A fim de se atender às necessidades das pessoas, a prestação dos alimentos poderá ocorrer com o pagamento de uma quantia em dinheiro ou com a efetiva prestação de bens necessários à sobrevivência humana, como, v.g., pagamento da mensalidade escolar, plano de saúde e dentário, etc.
3.1 Dever e Obrigação Alimentar
Tomando por base o magistério de Rolf Madaleno [9], “(…) os alimentos estão relacionados com o sagrado direito à vida e representam um dever de amparo dos parentes, uns em relação aos outros, para suprir as necessidades e as adversidades da vida daqueles em situação social e econômica desfavorável“.
Por haver relação direta dos alimentos com a precípua necessidade de manutenção de condições mínimas para uma vida digna, é imperioso registrar a distinção existente entre as expressões dever alimentar e obrigação alimentar.
Entende-se por dever alimentar a relação jurídica (obrigação) pautada na reciprocidade existente entre os cônjuges, companheiros e demais parentes em linha reta ou colateral que não sejam pais e filhos, retratando a aplicação do princípio da solidariedade no âmbito das relações familiares.
Cristiano Chaves de Farias e Nelson Rosenvald [10] afirmam que “(…) o dever alimentício decorrente do casamento, da união estável ou dos demais vínculos parentais exige que o alimentante (o credor) demonstre, cabalmente, a sua necessidade, não havendo qualquer presunção. O interessado deve fazer prova da sua premente necessidade para que faça jus à colaboração material para a sua própria subsistência”.
Noutro plano, a obrigação alimentar é vista como a imputação dos alimentos a partir do poder familiar, sendo, por tal razão, ilimitada. É, pois, uma relação, conforme leciona Eduardo A. Zannoni[11], “(…) de natureza mera e nitidamente assistencial, que irradia do princípio da solidariedade familiar ante as contingências que podem pôr em perigo a subsistência física de um de seus membros e que impõe, circunstancial ou permanentemente, buscar os meios necessários para assegurar essa subsistência“.
A principal diferença que irradia de tais expressões diz respeito à incidência ou não de presunção quanto à necessidade daquele que receberá os alimentos: no dever alimentar se faz imprescindível a demonstração da necessidade de quem pleiteia e a capacidade daquele que os pagará, ao passo que na obrigação alimentar há incidência de presunção da necessidade dos alimentos.
O Superior Tribunal de Justiça e o Tribunal de Justiça do Espírito Santo vêm apontando que:
“(…) 4. O direito discutido envolve o dever de solidariedade alimentar decorrente do parentesco (arts. 1.694 e 1.695 do Código Civil). (…).” (STJ, REsp 1.431.888/SP, Proc. 2014/0016609-5, Terceira Turma, Rel. Min. Ricardo Villas Bôas Cueva, DJe 29.05.2015)

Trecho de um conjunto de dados
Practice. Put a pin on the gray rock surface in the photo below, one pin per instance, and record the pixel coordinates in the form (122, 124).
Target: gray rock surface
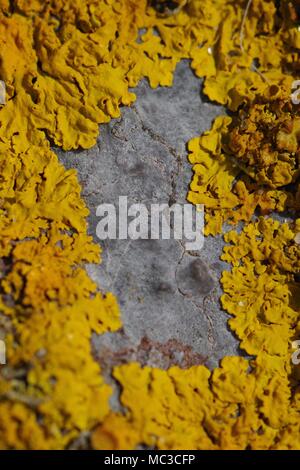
(169, 298)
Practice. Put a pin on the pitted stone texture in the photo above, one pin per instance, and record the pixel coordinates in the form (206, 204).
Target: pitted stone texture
(169, 298)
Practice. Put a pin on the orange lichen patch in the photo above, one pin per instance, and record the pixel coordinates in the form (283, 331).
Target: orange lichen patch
(53, 305)
(68, 66)
(239, 405)
(264, 139)
(259, 289)
(243, 404)
(225, 189)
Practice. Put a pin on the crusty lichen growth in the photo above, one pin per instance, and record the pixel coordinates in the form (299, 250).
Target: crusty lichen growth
(264, 139)
(243, 404)
(249, 161)
(68, 67)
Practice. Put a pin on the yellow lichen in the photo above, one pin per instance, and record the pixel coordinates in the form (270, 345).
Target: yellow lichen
(68, 66)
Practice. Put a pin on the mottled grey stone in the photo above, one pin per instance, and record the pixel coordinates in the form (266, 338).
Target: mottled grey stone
(169, 298)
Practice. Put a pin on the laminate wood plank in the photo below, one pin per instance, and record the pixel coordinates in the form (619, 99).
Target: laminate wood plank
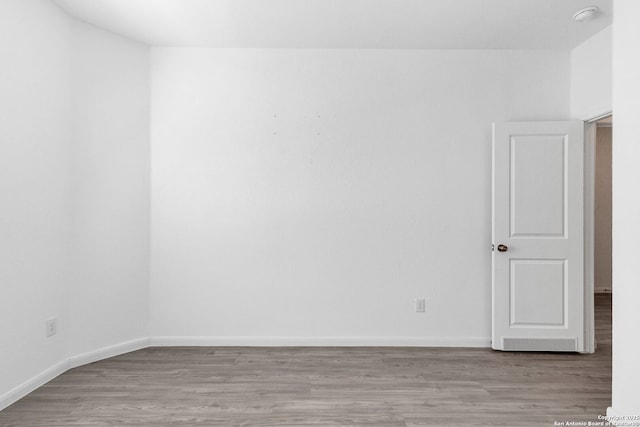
(327, 386)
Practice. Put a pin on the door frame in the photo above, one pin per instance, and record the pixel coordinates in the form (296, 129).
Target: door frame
(589, 226)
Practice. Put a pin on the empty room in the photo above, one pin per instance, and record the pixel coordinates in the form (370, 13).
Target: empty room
(319, 212)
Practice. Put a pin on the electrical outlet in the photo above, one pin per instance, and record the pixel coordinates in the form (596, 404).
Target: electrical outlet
(51, 326)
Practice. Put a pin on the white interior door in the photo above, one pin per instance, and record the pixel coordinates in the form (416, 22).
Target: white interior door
(538, 236)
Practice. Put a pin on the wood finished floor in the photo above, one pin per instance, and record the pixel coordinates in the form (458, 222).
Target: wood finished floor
(240, 386)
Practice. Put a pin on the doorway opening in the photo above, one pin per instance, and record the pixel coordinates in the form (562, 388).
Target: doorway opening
(602, 190)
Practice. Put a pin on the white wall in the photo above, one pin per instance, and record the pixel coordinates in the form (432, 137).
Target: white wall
(74, 192)
(602, 214)
(317, 193)
(591, 75)
(35, 187)
(626, 209)
(110, 128)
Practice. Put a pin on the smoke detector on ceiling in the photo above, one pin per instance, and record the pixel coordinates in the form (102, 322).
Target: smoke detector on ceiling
(585, 14)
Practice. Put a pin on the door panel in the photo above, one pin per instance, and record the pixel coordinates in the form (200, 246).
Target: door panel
(537, 263)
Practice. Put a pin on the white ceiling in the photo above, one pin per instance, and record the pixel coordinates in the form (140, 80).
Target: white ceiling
(392, 24)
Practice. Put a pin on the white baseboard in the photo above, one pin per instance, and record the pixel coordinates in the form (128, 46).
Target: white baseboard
(47, 375)
(249, 341)
(34, 383)
(106, 352)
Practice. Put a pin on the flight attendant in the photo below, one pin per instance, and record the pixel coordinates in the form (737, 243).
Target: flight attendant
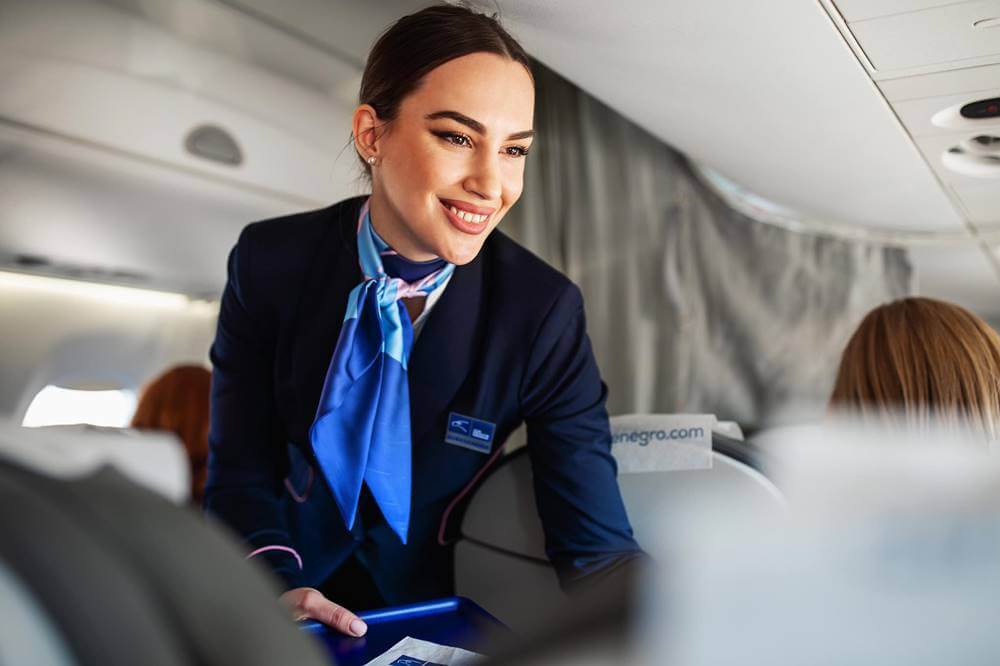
(372, 357)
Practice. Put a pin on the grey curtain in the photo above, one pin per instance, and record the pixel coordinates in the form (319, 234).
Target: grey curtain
(691, 306)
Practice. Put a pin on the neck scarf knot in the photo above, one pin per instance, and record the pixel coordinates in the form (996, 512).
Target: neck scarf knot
(361, 433)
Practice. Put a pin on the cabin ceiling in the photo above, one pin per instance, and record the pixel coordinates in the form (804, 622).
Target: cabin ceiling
(794, 100)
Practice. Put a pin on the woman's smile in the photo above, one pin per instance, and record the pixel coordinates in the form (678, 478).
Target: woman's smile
(466, 217)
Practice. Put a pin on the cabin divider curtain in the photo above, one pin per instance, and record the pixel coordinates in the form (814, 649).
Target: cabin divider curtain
(691, 306)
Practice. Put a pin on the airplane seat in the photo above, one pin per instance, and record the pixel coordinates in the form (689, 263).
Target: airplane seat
(126, 575)
(500, 560)
(28, 634)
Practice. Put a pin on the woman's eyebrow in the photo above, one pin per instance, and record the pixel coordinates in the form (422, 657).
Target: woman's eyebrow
(475, 125)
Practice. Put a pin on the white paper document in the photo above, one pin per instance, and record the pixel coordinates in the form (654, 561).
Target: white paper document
(413, 652)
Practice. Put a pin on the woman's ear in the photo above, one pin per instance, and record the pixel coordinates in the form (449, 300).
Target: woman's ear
(367, 129)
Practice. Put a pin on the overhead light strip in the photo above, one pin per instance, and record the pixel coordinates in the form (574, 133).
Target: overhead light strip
(108, 293)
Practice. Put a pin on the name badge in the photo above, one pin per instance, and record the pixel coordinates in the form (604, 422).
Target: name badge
(470, 433)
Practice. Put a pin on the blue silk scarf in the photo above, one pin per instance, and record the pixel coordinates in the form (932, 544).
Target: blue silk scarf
(362, 427)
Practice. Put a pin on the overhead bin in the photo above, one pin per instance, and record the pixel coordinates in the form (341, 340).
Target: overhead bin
(861, 10)
(934, 36)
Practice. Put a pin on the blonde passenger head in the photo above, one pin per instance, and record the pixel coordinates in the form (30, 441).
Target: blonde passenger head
(922, 361)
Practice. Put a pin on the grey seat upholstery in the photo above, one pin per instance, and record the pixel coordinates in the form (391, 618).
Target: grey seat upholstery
(500, 557)
(127, 577)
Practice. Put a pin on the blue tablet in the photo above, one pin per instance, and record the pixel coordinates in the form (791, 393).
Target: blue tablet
(454, 621)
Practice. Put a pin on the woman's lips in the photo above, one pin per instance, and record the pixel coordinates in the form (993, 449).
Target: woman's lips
(471, 228)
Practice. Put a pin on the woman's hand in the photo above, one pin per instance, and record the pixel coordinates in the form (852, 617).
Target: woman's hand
(308, 603)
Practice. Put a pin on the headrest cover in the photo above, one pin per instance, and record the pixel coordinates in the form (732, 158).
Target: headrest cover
(154, 460)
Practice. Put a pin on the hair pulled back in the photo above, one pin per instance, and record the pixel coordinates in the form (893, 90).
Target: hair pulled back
(417, 43)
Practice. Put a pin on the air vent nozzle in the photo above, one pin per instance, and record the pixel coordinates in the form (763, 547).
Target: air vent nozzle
(214, 143)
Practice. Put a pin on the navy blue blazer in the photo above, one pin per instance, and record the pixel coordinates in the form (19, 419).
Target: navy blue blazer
(506, 343)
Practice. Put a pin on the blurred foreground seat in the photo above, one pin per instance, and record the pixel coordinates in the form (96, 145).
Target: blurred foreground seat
(500, 557)
(106, 571)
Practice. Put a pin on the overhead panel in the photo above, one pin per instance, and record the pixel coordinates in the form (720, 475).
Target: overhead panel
(938, 66)
(935, 36)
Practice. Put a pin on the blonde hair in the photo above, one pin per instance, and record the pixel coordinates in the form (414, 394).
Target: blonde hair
(177, 401)
(926, 361)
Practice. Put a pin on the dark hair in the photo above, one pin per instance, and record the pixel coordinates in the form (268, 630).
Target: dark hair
(416, 44)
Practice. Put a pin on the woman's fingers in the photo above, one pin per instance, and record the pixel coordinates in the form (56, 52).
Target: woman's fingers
(309, 603)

O que se pede:
Dê continuidade ao texto sobre dever e obrigação alimentar, começando logo após a última frase apresentada.

Resposta:
“(…). I – A obrigação de alimentar assenta-se nos princípios da dignidade da pessoa humana e da solidariedade familiar, ambos guarnecidos constitucionalmente, sendo certo que o arbitramento do valor dos alimentos exige a apreciação do binômio necessidade/possibilidade. (…).” (TJES, APL 0028350-10.2012.8.08.0024, Segunda Câmara Cível, Rel. Des. Namyr Carlos de Souza Filho, j. 02.12.2014, DJES 09.12.2014)
“(…) 2. A obrigação alimentar encontra fundamento nos princípios da preservação da dignidade da pessoa humana e da solidariedade familiar, com o ideal de se estabelecer valor que sirva à contribuição na manutenção do alimentando, sem impor ônus que o alimentante não possa suportar, de modo a evitar a frustração do pagamento. (…).” (TJES, APL 0012242-08.2013.8.08.0011, Quarta Câmara Cível, Rel. Des. Telemaco Antunes de Abreu Filho, j. 10.11.2014, DJES 18.11.2014)
“(…) 1. Há entendimento jurisprudencial e doutrinário no sentido de que não se exaure a obrigação alimentar mesmo após a maioridade, qual seja 18 anos de idade. Entende-se que a obrigação parental de cuidar dos filhos inclui uma adequada formação profissional ou, ainda, que sobre este incida alguma causa de incapacidade que lhe retire a possibilidade de prover seu próprio sustento. (…).” (TJES, APL 0014636-46.2013.8.08.0024, Primeira Câmara Cível, Relª Desª Janete Vargas Simões, j. 01.07.2014, DJES 11.07.2014)
“(…). 1. A obrigação alimentar não cessa, automaticamente, com a maioridade, devendo ser mantida com fundamento na relação de parentesco caso comprovada a necessidade dos alimentos e a possibilidade do alimentante. (…).” (TJES, AI 0013055-60.2013.8.08.0035, Segunda Câmara Cível, Rel. Des. Carlos Simões Fonseca, j. 09.07.2013, DJES 17.07.2013)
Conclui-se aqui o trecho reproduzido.